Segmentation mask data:
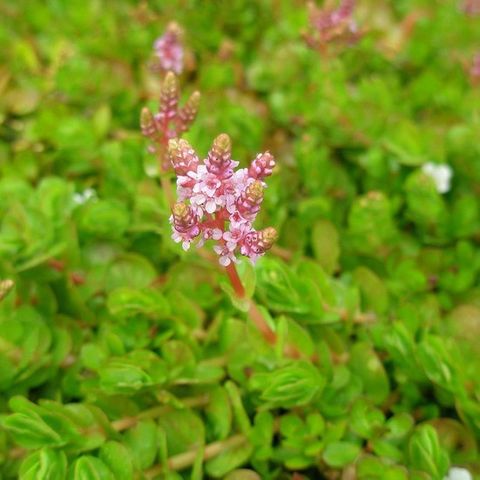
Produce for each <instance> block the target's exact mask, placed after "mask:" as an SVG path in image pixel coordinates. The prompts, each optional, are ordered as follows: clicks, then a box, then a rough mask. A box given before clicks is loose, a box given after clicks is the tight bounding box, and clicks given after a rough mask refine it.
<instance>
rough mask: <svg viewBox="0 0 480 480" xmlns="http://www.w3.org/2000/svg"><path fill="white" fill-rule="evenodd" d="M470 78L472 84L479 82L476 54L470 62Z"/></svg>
mask: <svg viewBox="0 0 480 480" xmlns="http://www.w3.org/2000/svg"><path fill="white" fill-rule="evenodd" d="M470 78H471V79H472V82H473V83H474V84H478V83H479V82H480V53H477V54H476V55H475V56H474V57H473V60H472V64H471V66H470Z"/></svg>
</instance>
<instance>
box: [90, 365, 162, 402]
mask: <svg viewBox="0 0 480 480" xmlns="http://www.w3.org/2000/svg"><path fill="white" fill-rule="evenodd" d="M98 373H99V376H100V386H101V387H102V388H103V389H104V390H105V391H106V392H108V393H126V394H128V393H135V392H136V391H138V390H141V389H143V388H145V387H150V386H152V385H153V384H154V382H153V380H152V377H151V376H150V375H149V374H148V373H147V372H145V371H144V370H143V369H142V368H141V367H139V366H137V365H135V364H134V363H133V362H131V361H128V360H127V359H122V358H111V359H109V361H108V363H107V364H105V366H103V367H102V368H101V369H100V370H99V372H98Z"/></svg>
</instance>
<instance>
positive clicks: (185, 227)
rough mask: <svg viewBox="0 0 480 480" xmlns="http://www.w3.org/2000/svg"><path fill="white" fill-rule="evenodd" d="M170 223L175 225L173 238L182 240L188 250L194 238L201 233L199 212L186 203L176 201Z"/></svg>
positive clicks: (170, 220) (179, 240)
mask: <svg viewBox="0 0 480 480" xmlns="http://www.w3.org/2000/svg"><path fill="white" fill-rule="evenodd" d="M170 223H171V224H172V226H173V234H172V239H173V240H174V241H175V242H177V243H179V242H182V247H183V249H184V250H188V249H189V248H190V243H191V242H192V240H194V239H195V238H196V237H197V236H198V235H199V233H200V226H199V224H198V215H197V213H196V212H195V210H194V209H193V208H192V207H191V206H189V205H187V204H185V203H182V202H179V203H176V204H175V205H174V206H173V208H172V215H171V217H170Z"/></svg>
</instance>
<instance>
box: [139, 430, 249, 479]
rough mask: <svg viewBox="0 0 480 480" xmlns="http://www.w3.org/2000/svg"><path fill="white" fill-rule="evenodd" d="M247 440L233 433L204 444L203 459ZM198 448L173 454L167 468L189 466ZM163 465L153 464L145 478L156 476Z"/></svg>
mask: <svg viewBox="0 0 480 480" xmlns="http://www.w3.org/2000/svg"><path fill="white" fill-rule="evenodd" d="M246 442H247V437H246V436H245V435H241V434H238V435H234V436H232V437H230V438H227V439H226V440H222V441H219V442H213V443H210V444H209V445H206V446H205V448H204V451H203V461H207V460H209V459H211V458H214V457H216V456H217V455H219V454H220V453H222V452H224V451H225V450H228V449H230V448H234V447H239V446H240V445H243V444H244V443H246ZM197 453H198V450H190V451H189V452H184V453H180V454H178V455H174V456H173V457H170V458H169V459H168V469H170V470H183V469H185V468H187V467H190V466H191V465H193V463H194V462H195V459H196V457H197ZM165 469H166V468H165V466H164V465H155V466H154V467H152V468H150V469H148V470H147V471H146V472H145V478H147V479H154V478H155V477H158V476H159V475H160V474H161V473H162V472H163V471H165Z"/></svg>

AIM OF THE EXERCISE:
Pull out each line of the records that contains the word "clicks", with case counting.

REPLY TO THE EXERCISE:
Produce for each <instance> block the target's exact mask, placed after "mask:" as an SVG path in image pixel coordinates. The prompts, each optional, are ordered as follows: clicks, then a box, then a rough mask. A box given before clicks is loose, a box given after clicks is the tight bounding box, and clicks given after a rough mask refine it.
positive clicks: (185, 227)
positive clicks: (170, 220) (179, 240)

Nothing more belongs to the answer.